== Source document ==
○ ○ ○ ○ ○ ○ ○

As DeCordova curator Nick Capasso announces in an introductory wall text, ‘‘Big Bang! puts forth abstract paintings that address the structures of the universe, the mind, and the technologies that link them — art for the Information Age!’’ A museum wall label explains that Walker’s paintings were inspired by research into cosmology, neurology, computer science, meteorology, geology, and other fields. Similarly exotic preoccupations animate many other paintings in the show.
Making art appear more meaningful and relevant by relating it to some other field of study is a strategy that’s become all too common among artists and curators of the postmodern era. But what Capasso’s exciting title and rhetoric can’t disguise is that the kind of neatly crafted, mildly idiosyncratic, optically catchy, all-over pattern painting his exhibition mostly presents is not the rebirth of abstract art he claims it to be, but a familiar, commercially and academically well-established style. Though absorbing to behold, Walker’s paintings, too, are undermined by a suave designer sensibility. They might make excellent illustrations in a popular science magazine.

○ ○ ○ ○ ○ ○ ○

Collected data
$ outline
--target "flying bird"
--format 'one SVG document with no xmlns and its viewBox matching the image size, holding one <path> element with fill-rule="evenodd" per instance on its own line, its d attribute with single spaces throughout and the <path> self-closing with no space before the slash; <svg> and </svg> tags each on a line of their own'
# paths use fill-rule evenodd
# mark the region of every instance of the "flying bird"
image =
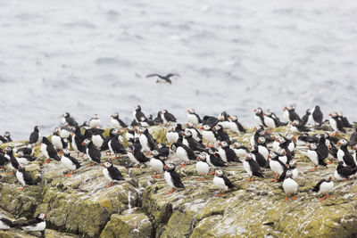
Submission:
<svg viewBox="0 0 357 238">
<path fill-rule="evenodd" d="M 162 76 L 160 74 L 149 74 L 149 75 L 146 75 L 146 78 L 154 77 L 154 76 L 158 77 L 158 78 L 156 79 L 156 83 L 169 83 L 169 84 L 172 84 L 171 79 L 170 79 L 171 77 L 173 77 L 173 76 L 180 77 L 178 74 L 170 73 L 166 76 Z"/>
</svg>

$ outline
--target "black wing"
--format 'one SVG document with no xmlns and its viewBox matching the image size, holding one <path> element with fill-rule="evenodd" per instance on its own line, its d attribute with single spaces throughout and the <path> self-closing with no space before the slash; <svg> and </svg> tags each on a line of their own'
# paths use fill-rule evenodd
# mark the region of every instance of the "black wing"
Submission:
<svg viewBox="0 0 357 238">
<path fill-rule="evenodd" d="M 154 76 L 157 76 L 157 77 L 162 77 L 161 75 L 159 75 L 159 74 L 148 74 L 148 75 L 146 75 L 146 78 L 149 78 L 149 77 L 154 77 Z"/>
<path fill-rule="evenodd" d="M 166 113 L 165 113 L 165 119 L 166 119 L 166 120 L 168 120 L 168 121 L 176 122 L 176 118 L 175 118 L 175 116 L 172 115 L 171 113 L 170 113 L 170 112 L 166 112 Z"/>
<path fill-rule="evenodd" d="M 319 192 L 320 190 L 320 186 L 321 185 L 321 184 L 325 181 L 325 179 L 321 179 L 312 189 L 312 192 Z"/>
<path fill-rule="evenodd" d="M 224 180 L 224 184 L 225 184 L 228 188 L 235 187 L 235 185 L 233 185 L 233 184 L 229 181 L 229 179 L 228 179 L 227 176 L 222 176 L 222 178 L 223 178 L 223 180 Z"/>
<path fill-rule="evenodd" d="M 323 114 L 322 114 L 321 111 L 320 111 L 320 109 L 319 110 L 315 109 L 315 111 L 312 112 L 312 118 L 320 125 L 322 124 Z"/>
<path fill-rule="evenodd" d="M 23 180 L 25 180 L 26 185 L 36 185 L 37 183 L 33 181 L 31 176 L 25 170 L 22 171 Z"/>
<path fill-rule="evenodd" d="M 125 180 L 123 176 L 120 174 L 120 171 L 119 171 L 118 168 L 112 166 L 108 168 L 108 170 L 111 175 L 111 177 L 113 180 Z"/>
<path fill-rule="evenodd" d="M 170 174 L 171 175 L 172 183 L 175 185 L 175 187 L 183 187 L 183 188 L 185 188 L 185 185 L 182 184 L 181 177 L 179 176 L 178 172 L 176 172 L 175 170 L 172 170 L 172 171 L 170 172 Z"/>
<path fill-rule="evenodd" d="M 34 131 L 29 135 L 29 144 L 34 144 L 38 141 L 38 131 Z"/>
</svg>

○ ○ ○ ○ ○ ○ ○

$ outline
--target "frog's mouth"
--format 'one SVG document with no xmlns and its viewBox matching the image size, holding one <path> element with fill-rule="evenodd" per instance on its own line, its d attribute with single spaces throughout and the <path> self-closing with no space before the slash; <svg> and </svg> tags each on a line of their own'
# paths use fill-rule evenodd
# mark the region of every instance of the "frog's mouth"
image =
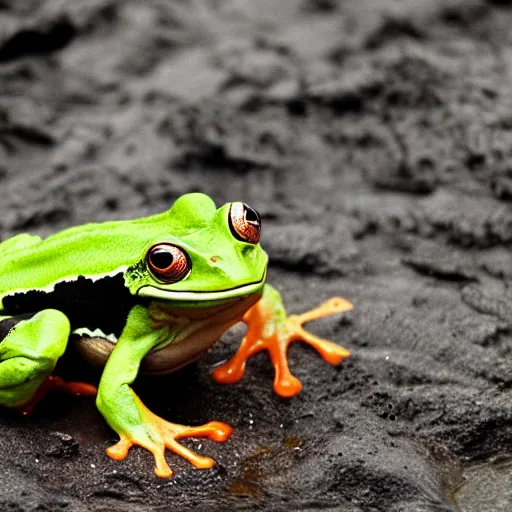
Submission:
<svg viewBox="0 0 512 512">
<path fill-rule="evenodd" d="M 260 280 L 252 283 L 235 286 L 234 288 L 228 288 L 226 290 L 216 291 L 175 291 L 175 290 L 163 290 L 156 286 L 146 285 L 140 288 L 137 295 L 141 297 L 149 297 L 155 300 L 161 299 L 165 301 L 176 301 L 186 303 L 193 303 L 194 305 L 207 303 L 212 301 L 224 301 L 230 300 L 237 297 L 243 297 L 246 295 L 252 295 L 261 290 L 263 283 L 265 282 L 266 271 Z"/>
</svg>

○ ○ ○ ○ ○ ○ ○

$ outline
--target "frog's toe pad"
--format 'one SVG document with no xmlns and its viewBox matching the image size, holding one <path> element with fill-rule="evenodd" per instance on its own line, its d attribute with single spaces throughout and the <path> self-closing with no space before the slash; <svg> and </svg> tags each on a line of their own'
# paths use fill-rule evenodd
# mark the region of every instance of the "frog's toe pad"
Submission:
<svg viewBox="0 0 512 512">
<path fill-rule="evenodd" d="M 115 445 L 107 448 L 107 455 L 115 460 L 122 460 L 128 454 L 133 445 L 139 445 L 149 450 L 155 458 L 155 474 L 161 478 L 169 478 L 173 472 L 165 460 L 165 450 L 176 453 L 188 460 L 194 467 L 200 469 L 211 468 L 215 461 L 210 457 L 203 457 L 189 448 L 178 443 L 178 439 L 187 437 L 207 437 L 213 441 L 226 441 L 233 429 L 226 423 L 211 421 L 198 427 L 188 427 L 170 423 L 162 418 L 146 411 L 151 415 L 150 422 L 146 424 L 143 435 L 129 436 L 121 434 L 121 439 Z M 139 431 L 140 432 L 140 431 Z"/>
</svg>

○ ○ ○ ○ ○ ○ ○

== Exercises ==
**A.** According to the review of the Big Bang! exhibition, what fields of research inspired Walker's paintings?
**B.** Write the next paragraph of the review of the Big Bang! exhibition, picking up after its final sentence.
The records have nothing to do with what is asked here.

== Answers for each item ==
**A.** Cosmology, neurology, computer science, meteorology, geology, and other fields.

**B.**
Too many of the artists included rely on some routinized additive process. Julie Miller draws zillions of tiny, colored circles on paper; Jon Petro paints countless tight coils on large and extra-large canvases; Reese Inman covers surfaces with exactingly gridded, slightly raised dots. Biology, particle physics, and cybernetics may be evoked, but seeing a lot of this kind of atomized work gets pretty monotonous.